### Instructions for the task
Copy every entry verbatim and skip the pictures.

### Provided material
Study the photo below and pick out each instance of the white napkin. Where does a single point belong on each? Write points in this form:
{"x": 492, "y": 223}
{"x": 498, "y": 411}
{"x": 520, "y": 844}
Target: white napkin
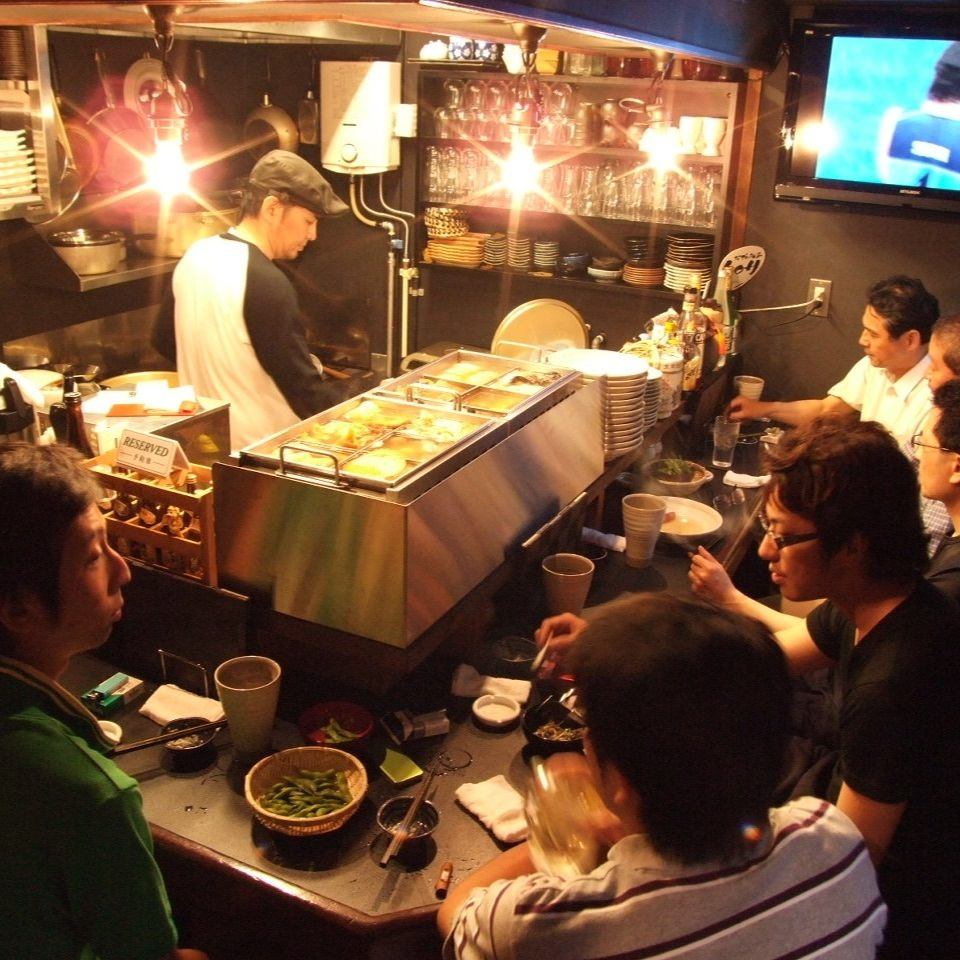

### Result of this task
Study the photo below and pick out each instance of the white napkin. Where does a single point belong on each? Write points in this form:
{"x": 492, "y": 223}
{"x": 498, "y": 411}
{"x": 520, "y": 844}
Target: white napkin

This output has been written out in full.